▶ **PROBLEM**:
Copy everything from the start of the listing down to the line containing "(235, 1105)", requests included, and shift every coordinate in the answers by adding 78 to each number. Leave out all lines after that one.

▶ **Records from a collection**:

==========

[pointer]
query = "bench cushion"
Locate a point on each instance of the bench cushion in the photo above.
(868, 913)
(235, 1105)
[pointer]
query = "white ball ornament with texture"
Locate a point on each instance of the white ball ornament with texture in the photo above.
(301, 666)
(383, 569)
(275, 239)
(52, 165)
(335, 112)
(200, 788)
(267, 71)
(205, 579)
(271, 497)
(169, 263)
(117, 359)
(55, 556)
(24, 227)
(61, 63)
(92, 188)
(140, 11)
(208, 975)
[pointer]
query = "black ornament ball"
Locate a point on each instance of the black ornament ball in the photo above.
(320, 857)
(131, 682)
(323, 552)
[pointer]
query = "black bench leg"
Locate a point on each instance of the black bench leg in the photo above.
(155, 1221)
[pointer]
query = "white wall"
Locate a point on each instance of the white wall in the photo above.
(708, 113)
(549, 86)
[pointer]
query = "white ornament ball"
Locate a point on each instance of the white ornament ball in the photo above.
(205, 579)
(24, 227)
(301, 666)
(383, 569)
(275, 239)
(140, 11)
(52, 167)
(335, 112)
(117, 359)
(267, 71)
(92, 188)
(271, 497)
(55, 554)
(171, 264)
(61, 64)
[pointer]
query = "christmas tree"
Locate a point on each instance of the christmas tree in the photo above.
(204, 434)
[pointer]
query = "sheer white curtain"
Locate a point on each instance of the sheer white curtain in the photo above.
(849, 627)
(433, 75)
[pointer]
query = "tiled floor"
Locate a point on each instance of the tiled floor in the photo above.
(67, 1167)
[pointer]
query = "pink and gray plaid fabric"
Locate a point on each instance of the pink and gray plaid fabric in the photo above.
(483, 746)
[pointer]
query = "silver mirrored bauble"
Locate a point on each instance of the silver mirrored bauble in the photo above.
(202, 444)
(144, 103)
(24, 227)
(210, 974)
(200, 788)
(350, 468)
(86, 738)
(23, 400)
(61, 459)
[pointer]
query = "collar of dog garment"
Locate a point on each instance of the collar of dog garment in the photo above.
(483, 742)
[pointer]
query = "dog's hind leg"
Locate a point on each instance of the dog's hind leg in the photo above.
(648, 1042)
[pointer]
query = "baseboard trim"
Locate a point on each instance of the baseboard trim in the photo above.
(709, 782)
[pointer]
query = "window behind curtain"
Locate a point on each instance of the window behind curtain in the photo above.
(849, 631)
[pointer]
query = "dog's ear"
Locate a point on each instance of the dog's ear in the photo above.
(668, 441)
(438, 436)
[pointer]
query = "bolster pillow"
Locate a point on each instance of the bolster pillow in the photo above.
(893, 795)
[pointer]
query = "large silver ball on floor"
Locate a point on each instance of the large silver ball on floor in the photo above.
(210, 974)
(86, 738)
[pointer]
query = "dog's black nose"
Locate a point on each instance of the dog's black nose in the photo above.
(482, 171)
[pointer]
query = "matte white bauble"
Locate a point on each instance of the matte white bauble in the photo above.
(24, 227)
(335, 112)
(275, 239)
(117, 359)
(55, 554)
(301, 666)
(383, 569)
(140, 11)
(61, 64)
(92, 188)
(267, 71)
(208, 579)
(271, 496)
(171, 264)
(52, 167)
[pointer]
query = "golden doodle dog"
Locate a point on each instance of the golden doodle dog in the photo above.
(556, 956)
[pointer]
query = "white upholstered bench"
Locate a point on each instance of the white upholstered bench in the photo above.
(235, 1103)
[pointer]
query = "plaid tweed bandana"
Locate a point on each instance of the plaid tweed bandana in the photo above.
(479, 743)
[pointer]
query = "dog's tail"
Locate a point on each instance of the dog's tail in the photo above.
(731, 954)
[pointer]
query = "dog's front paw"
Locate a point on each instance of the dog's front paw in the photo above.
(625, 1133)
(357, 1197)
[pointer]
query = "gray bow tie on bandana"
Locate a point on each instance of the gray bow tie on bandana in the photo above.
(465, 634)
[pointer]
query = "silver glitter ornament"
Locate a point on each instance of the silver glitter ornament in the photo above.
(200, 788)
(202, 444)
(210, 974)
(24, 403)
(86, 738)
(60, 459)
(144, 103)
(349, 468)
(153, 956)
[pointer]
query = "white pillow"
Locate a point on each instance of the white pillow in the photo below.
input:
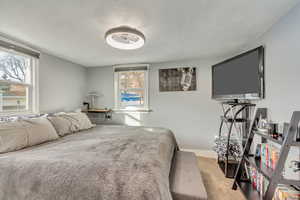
(82, 120)
(39, 130)
(23, 133)
(13, 136)
(64, 124)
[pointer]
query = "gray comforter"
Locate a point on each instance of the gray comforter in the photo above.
(104, 163)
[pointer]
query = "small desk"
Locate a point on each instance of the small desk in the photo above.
(94, 115)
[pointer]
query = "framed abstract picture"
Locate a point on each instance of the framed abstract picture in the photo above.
(177, 79)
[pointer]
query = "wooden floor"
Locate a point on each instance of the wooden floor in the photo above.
(217, 186)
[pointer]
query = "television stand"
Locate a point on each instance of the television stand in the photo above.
(236, 115)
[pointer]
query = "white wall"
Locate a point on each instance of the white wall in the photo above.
(282, 66)
(62, 84)
(192, 115)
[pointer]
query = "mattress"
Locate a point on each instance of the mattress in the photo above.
(103, 163)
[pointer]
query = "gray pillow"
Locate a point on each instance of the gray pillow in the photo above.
(24, 133)
(64, 124)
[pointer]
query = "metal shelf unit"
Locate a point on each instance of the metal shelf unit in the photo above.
(232, 112)
(274, 176)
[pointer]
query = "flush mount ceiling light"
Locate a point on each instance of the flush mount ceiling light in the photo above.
(125, 38)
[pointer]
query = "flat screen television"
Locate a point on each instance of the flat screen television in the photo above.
(240, 77)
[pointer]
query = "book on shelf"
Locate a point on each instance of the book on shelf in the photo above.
(284, 192)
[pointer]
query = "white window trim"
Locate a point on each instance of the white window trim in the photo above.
(117, 108)
(34, 86)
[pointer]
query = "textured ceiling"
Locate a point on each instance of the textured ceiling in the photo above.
(174, 29)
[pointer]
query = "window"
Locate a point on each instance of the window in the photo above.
(131, 88)
(18, 88)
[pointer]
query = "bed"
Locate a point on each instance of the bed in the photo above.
(103, 163)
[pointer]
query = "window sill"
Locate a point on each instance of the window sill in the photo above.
(132, 111)
(15, 114)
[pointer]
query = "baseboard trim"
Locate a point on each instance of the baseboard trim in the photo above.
(203, 153)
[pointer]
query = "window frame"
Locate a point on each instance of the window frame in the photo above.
(33, 89)
(117, 106)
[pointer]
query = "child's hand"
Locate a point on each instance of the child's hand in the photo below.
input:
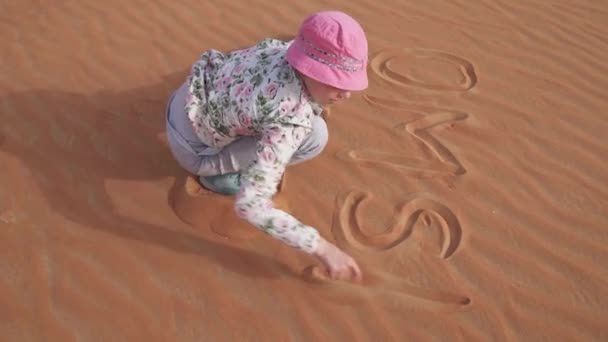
(339, 265)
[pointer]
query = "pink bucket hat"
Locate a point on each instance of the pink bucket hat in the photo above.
(331, 48)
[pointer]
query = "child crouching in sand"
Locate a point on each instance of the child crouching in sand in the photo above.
(241, 118)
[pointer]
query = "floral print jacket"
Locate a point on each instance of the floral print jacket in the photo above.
(255, 92)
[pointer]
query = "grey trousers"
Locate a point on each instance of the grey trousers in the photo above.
(198, 159)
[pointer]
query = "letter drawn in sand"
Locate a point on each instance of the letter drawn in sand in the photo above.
(347, 229)
(431, 116)
(446, 162)
(383, 65)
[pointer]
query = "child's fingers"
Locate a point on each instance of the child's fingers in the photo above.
(356, 271)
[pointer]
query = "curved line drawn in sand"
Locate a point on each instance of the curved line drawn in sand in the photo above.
(385, 284)
(419, 129)
(382, 65)
(346, 227)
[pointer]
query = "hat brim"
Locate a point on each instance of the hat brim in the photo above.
(335, 77)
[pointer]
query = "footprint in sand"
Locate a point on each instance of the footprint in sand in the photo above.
(203, 209)
(385, 65)
(386, 286)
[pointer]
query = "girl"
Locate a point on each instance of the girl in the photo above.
(241, 118)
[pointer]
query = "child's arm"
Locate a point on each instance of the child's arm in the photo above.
(254, 202)
(259, 184)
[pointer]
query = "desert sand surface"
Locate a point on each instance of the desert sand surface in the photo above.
(469, 181)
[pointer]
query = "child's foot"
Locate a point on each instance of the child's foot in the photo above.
(226, 184)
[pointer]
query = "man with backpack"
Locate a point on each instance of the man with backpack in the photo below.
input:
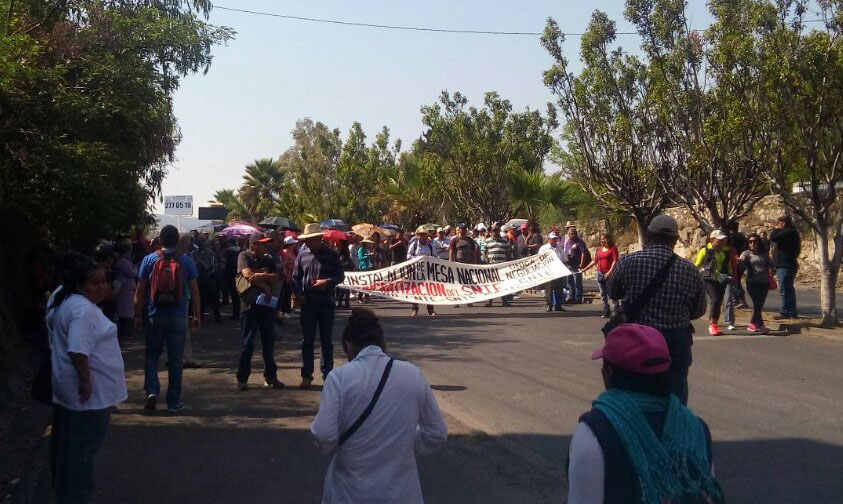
(161, 308)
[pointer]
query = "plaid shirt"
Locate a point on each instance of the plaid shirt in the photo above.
(677, 301)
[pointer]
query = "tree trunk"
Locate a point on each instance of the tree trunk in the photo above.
(828, 281)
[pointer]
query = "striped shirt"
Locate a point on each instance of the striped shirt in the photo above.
(498, 250)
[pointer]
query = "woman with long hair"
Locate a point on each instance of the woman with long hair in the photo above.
(88, 376)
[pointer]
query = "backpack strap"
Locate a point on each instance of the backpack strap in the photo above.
(368, 411)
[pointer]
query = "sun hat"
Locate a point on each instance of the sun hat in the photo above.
(664, 225)
(635, 348)
(311, 231)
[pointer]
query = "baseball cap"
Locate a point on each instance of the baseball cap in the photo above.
(635, 348)
(259, 238)
(664, 225)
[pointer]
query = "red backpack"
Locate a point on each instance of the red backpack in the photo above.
(167, 281)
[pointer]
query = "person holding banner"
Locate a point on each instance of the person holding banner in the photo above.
(423, 246)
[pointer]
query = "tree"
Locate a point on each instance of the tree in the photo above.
(802, 74)
(609, 143)
(477, 148)
(706, 106)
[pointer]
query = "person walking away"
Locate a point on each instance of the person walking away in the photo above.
(229, 274)
(498, 250)
(316, 275)
(257, 267)
(375, 414)
(605, 258)
(576, 256)
(786, 259)
(161, 309)
(678, 299)
(553, 293)
(422, 246)
(639, 443)
(714, 264)
(759, 269)
(88, 378)
(125, 275)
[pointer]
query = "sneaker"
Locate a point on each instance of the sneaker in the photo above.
(176, 408)
(273, 383)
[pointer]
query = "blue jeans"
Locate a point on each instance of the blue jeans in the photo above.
(317, 312)
(575, 286)
(679, 343)
(604, 289)
(257, 318)
(785, 277)
(75, 440)
(160, 330)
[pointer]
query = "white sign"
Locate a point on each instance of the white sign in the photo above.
(178, 205)
(434, 281)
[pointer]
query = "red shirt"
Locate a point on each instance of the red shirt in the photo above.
(605, 259)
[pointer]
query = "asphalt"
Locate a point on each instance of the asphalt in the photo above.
(511, 382)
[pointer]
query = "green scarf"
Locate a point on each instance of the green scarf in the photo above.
(672, 469)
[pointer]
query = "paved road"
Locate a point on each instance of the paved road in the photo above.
(512, 384)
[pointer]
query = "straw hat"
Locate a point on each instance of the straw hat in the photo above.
(311, 231)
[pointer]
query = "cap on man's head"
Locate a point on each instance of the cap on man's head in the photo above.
(259, 238)
(664, 225)
(635, 348)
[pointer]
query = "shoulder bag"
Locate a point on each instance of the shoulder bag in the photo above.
(630, 311)
(368, 411)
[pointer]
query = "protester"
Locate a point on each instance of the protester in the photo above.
(679, 295)
(576, 256)
(374, 414)
(423, 246)
(553, 293)
(161, 307)
(605, 258)
(125, 275)
(716, 270)
(759, 269)
(639, 443)
(316, 275)
(257, 312)
(498, 249)
(88, 379)
(786, 259)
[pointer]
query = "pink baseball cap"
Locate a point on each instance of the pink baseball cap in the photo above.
(636, 348)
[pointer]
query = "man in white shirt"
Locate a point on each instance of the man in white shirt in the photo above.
(375, 462)
(553, 294)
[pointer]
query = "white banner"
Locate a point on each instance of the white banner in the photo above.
(178, 205)
(434, 281)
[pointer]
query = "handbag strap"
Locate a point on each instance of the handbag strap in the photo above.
(634, 308)
(368, 411)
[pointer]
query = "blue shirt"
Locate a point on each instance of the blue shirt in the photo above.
(145, 271)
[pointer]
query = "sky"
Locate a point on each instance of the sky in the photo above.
(277, 71)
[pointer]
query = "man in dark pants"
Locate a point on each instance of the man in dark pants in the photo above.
(316, 274)
(259, 269)
(678, 300)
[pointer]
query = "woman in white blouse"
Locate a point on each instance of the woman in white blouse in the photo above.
(375, 462)
(88, 378)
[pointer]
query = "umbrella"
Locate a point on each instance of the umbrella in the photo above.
(513, 223)
(239, 229)
(279, 222)
(335, 236)
(367, 230)
(334, 224)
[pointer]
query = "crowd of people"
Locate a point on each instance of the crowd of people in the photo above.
(167, 286)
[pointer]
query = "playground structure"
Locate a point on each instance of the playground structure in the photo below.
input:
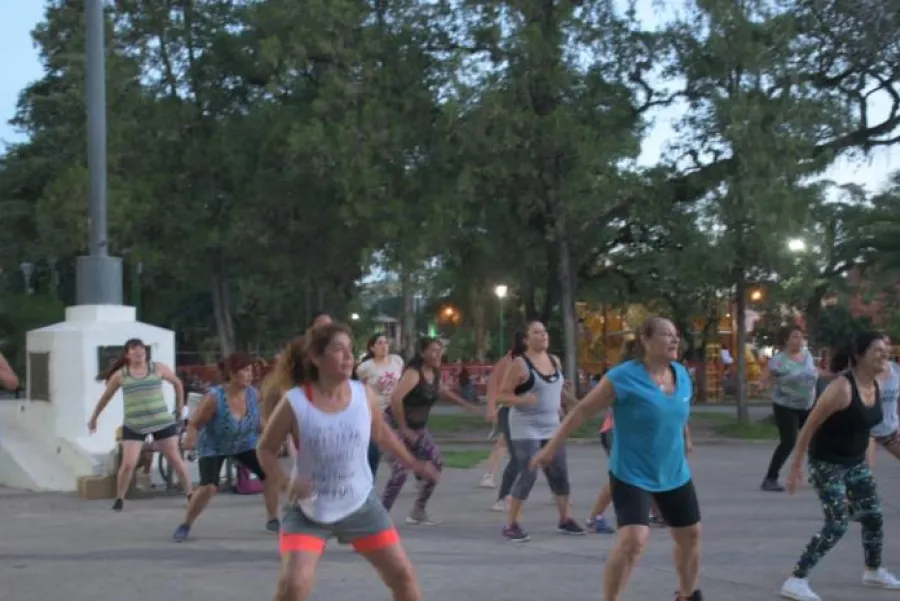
(604, 331)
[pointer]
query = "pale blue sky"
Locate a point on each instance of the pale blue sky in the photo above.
(20, 66)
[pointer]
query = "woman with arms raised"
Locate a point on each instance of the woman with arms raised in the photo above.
(332, 489)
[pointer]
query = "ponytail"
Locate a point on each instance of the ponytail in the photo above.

==========

▶ **TASK OUTPUT**:
[pointer]
query = "bench cushion"
Locate a point on each instance of the bench cushion in the photo above.
(946, 991)
(313, 1183)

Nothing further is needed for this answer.